Copy every line below word for word, with no changes.

▶ **MATERIAL FOR THE TASK**
# # # #

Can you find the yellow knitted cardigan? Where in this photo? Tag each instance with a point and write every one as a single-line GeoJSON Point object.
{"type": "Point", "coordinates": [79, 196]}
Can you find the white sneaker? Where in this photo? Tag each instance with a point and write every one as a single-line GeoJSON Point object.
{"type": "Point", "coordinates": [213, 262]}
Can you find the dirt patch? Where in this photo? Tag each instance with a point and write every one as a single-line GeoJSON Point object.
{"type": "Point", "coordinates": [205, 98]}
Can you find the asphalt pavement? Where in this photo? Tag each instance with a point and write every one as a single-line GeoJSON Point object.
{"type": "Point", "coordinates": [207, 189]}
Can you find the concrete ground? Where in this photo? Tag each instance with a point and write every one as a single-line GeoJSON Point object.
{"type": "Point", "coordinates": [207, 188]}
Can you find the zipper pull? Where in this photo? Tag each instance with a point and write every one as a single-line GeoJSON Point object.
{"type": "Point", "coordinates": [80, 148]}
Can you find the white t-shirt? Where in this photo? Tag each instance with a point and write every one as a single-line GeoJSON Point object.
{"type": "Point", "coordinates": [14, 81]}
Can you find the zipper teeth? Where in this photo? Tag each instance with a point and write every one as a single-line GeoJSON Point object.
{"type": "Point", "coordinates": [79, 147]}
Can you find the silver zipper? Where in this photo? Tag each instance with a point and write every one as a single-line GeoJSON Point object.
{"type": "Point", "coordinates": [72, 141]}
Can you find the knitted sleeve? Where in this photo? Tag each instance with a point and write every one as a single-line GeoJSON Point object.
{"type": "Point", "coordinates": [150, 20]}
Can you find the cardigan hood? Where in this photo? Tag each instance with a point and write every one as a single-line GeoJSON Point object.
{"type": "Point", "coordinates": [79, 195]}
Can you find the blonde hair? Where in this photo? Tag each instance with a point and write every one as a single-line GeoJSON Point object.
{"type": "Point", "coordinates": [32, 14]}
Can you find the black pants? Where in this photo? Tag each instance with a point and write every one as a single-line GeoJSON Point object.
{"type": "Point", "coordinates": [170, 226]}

# # # #

▶ **RESULT OF THE EXERCISE**
Can you find the yellow knitted cardigan? Where in this photo? Tag each instance with a point and write every one as a single-line GeoJSON Point object.
{"type": "Point", "coordinates": [79, 196]}
Can you find the white sneaker? Where in this photo? Tag each instance with a point and write every one as a single-line GeoJSON Point object.
{"type": "Point", "coordinates": [213, 262]}
Can you find the dirt patch? Where in this photo? Tag each instance with a point and write every one as a single-line GeoJSON Point object.
{"type": "Point", "coordinates": [205, 98]}
Can you find the asphalt pavement? Where in this photo? Tag each instance with a point and write every one as a single-line GeoJSON Point object.
{"type": "Point", "coordinates": [207, 189]}
Can you find the concrete ground? Where in this photo? Tag each instance with a point and write every one as a single-line GeoJSON Point object.
{"type": "Point", "coordinates": [207, 188]}
Can you find the zipper pull? Where in this photo? Tag each instance with a point and write every one as a single-line GeoJSON Point object.
{"type": "Point", "coordinates": [80, 148]}
Can you find the white t-shirt? Where in this photo? Tag each instance with a point and write every one as a single-line GeoJSON Point object.
{"type": "Point", "coordinates": [14, 81]}
Can you find the zipper teeth? Where in this photo? Tag each instance with a point and write every one as a single-line GeoJSON Point object.
{"type": "Point", "coordinates": [79, 147]}
Can you find the silver zipper? Where in this photo? Tag each instance with a point and write every one as a single-line GeoJSON Point object.
{"type": "Point", "coordinates": [72, 141]}
Can you find the knitted sleeve? Where in this photo? Tag each instance with a point and write every one as a single-line GeoJSON Point object.
{"type": "Point", "coordinates": [150, 20]}
Can you find the cardigan hood? Where in this photo? Tag each instance with a point and write every one as a single-line GeoJSON Point object.
{"type": "Point", "coordinates": [79, 195]}
Can you find the blonde hair? Where in this photo? Tag each instance with a point and write every one as a single-line GeoJSON Point object.
{"type": "Point", "coordinates": [32, 14]}
Can you find the black pants? Where in this photo? Tag each instance with a point and write every one as a single-line GeoJSON Point object.
{"type": "Point", "coordinates": [170, 226]}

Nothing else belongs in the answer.